*Written exercise*: Render the rows starting with the line containing "[point] every instance of the lighthouse" and going through the end of the rows as a two-column CSV with the headers instruction and output. Give one line for each instruction, with its text and its answer each in a single quoted field and line breaks turned into spaces.

(Stored items)
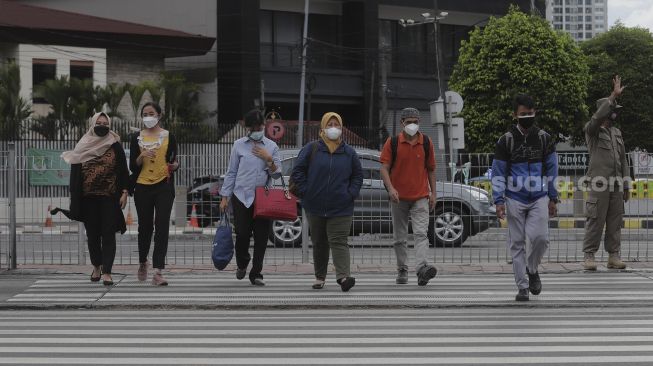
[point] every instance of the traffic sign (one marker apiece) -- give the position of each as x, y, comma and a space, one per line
275, 130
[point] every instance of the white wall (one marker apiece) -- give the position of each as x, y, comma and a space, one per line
63, 54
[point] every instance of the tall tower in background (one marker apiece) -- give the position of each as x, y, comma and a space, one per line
582, 19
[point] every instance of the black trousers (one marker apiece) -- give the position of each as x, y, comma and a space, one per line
245, 225
153, 206
99, 214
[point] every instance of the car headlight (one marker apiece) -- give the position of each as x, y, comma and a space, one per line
479, 196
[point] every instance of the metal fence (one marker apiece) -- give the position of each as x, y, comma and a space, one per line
462, 228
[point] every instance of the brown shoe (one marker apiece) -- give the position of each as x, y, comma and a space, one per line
158, 280
614, 262
590, 263
96, 274
142, 271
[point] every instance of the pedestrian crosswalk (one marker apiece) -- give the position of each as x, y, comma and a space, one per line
222, 289
398, 336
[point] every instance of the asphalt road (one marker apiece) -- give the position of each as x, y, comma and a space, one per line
567, 336
489, 246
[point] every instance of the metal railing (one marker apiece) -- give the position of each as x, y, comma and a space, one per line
463, 228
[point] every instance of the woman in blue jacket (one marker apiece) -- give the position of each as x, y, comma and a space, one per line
328, 177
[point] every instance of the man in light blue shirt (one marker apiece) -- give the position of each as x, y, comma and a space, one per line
254, 158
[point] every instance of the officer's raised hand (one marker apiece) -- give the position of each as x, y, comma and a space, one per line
617, 89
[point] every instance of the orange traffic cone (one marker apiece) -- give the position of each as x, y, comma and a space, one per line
48, 218
129, 220
193, 218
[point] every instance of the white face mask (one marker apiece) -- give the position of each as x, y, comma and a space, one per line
333, 133
411, 129
150, 122
256, 135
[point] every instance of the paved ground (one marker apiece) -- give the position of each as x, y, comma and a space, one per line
289, 287
568, 336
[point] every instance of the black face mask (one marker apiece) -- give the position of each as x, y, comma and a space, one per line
101, 130
526, 122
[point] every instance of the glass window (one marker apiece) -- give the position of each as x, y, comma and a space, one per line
287, 165
42, 70
410, 50
266, 38
327, 53
82, 70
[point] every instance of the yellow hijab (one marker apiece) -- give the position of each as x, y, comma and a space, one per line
331, 144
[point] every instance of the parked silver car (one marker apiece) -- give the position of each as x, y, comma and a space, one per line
461, 210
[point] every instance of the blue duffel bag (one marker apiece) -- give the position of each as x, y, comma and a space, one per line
223, 244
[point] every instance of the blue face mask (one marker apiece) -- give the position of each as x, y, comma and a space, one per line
256, 135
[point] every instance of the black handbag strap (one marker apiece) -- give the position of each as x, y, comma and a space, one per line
268, 184
224, 219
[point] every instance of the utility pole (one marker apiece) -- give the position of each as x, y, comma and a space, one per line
370, 122
302, 87
438, 66
384, 91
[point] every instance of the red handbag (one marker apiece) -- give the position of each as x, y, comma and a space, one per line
275, 203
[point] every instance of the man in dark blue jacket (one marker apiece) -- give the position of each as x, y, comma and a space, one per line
524, 171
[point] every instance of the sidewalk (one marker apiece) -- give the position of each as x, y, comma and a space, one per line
289, 287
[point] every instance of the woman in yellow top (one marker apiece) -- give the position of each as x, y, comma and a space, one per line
152, 160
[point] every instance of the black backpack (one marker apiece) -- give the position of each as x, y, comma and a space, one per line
394, 142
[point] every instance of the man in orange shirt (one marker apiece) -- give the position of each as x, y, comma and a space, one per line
408, 172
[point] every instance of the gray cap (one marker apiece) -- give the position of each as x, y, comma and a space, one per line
409, 113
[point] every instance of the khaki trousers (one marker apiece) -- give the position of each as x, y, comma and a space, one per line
603, 209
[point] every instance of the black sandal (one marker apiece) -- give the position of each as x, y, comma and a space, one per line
95, 279
346, 283
318, 284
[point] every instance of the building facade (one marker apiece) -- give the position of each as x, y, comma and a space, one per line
360, 62
582, 19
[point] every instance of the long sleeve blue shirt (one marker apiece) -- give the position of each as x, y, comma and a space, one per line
247, 171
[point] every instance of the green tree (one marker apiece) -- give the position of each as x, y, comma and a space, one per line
181, 99
519, 53
111, 95
13, 108
627, 52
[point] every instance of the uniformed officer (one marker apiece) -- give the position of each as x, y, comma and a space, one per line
608, 181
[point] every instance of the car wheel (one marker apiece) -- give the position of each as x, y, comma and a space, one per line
286, 234
450, 227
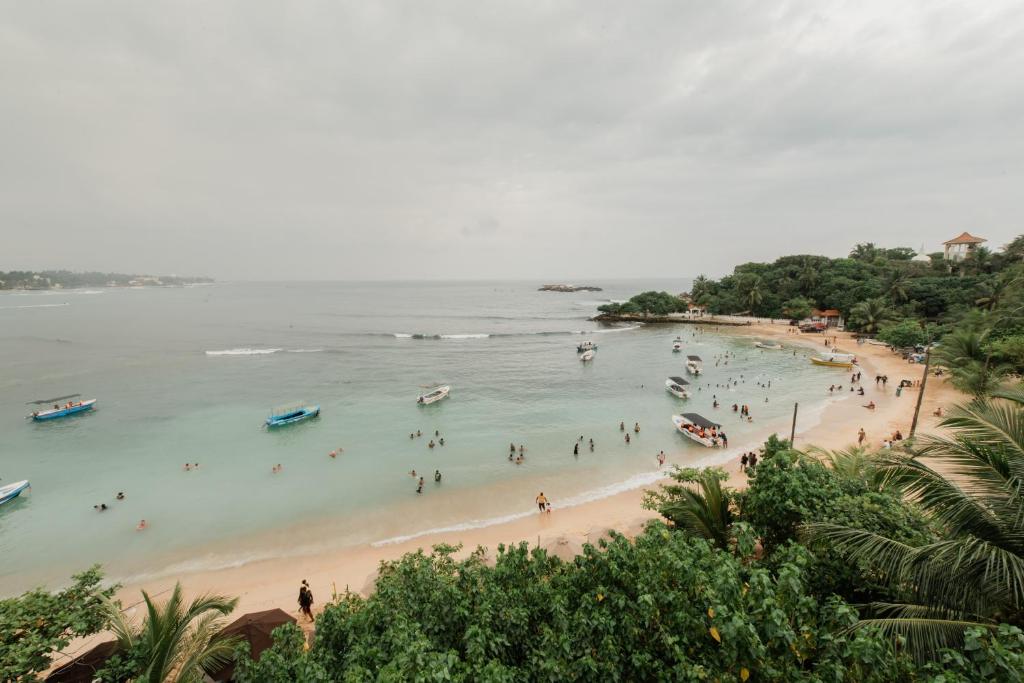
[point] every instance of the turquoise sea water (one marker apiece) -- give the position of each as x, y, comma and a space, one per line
189, 374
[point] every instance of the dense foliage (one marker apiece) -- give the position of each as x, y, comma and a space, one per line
39, 623
41, 280
665, 607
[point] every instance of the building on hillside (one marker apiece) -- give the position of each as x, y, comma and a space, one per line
830, 316
962, 246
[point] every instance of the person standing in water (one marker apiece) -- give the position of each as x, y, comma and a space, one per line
306, 600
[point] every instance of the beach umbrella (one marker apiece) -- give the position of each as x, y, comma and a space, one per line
564, 548
83, 668
254, 628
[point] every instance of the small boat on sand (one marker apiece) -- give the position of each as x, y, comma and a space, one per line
699, 429
835, 359
12, 491
434, 395
289, 416
677, 387
57, 411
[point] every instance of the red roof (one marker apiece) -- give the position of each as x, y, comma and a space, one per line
966, 239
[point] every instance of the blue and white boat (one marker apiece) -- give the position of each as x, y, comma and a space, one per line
12, 491
71, 408
288, 416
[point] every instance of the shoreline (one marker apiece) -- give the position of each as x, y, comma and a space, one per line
270, 583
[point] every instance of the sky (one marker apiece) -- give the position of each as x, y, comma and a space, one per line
563, 141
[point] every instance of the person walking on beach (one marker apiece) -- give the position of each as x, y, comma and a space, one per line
306, 600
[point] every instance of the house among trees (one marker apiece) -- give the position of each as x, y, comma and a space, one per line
830, 316
962, 246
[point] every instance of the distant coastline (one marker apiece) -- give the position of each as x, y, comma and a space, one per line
568, 288
66, 280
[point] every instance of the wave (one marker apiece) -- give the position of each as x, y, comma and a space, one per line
245, 351
36, 305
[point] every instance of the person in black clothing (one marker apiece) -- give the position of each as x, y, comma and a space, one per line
306, 600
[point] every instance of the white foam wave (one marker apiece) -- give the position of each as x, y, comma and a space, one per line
244, 351
36, 305
627, 329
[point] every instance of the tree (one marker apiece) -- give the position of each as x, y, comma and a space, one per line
972, 575
696, 503
869, 315
39, 623
967, 355
798, 308
896, 285
175, 641
904, 334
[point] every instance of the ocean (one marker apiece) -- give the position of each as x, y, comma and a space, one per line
189, 375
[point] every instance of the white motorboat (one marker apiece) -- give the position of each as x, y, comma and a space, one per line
12, 491
677, 387
434, 395
699, 429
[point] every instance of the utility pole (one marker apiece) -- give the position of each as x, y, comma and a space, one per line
793, 431
921, 394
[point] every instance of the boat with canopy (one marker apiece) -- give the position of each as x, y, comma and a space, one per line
699, 429
289, 415
677, 387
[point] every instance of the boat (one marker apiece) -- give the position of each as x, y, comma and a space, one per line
290, 415
64, 411
12, 491
677, 387
834, 358
434, 395
698, 428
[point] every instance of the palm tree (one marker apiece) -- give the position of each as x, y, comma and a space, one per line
966, 355
697, 504
974, 573
870, 314
175, 641
865, 251
751, 292
896, 284
808, 278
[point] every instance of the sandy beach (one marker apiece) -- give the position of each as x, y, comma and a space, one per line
273, 583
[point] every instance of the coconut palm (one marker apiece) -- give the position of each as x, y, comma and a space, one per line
965, 353
697, 504
175, 641
895, 286
870, 314
974, 573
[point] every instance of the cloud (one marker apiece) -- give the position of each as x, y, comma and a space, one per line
565, 140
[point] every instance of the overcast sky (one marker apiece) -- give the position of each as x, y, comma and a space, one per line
556, 140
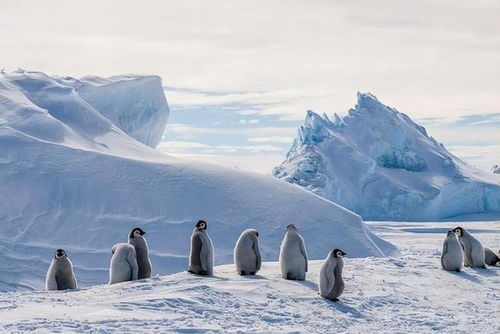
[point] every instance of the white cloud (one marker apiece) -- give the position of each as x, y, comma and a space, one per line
180, 129
273, 139
174, 146
249, 121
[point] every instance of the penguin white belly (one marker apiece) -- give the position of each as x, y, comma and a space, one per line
120, 271
123, 265
292, 261
474, 251
453, 256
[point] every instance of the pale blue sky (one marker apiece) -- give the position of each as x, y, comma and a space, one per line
239, 75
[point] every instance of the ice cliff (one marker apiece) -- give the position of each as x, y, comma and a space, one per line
72, 177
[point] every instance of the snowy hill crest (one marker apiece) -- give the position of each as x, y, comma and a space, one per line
71, 178
379, 163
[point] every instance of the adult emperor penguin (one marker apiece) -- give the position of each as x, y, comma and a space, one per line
60, 275
201, 257
293, 255
473, 249
247, 254
331, 283
490, 258
123, 266
452, 257
136, 239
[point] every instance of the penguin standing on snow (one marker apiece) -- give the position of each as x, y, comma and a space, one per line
136, 239
60, 275
247, 254
331, 283
473, 249
123, 266
490, 258
452, 257
293, 255
201, 257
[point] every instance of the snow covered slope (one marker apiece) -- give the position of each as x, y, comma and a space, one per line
137, 105
377, 162
405, 294
71, 179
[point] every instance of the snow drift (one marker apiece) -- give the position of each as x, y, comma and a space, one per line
377, 162
71, 178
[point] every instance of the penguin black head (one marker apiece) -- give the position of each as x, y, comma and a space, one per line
201, 225
136, 232
60, 253
459, 231
338, 253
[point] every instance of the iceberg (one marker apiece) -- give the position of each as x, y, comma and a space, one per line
71, 178
380, 164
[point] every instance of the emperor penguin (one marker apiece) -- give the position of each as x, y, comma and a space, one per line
60, 275
452, 257
123, 266
201, 257
136, 239
473, 249
247, 254
293, 255
490, 258
331, 283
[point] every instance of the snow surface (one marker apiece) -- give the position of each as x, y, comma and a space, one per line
409, 293
380, 164
136, 104
70, 178
495, 169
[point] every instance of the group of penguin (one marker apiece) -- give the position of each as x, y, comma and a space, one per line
130, 261
461, 248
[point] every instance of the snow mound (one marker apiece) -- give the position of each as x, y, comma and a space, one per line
377, 162
382, 295
136, 104
71, 179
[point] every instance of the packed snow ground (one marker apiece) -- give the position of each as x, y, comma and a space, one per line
73, 175
407, 293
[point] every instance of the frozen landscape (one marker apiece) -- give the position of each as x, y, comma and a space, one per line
396, 294
378, 163
74, 179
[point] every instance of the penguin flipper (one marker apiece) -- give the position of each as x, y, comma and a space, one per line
304, 254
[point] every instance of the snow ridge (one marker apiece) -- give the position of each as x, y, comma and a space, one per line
379, 163
70, 178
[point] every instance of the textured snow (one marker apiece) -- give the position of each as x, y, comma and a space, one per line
495, 169
136, 104
380, 164
70, 178
409, 293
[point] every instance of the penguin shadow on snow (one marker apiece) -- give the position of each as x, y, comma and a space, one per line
488, 271
308, 284
253, 277
463, 274
341, 307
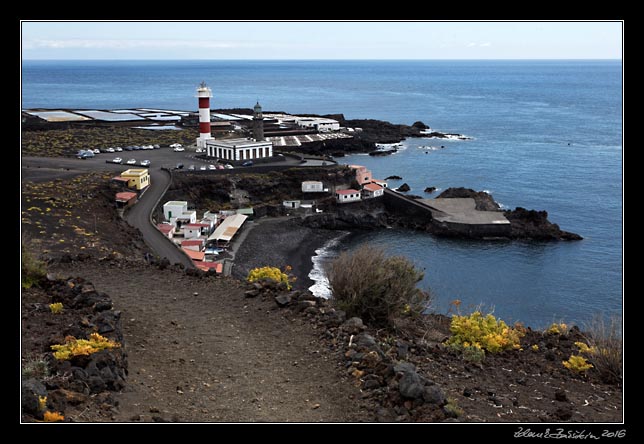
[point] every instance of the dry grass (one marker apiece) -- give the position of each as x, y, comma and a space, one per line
606, 339
377, 288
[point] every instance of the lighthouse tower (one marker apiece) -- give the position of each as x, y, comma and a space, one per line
204, 93
258, 123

*The response*:
instruction,output
"[point] every instance of the lighthouse tower (one marker apiece) -- give the position of each as x, y, comma and a space, one per line","204, 93 258, 123"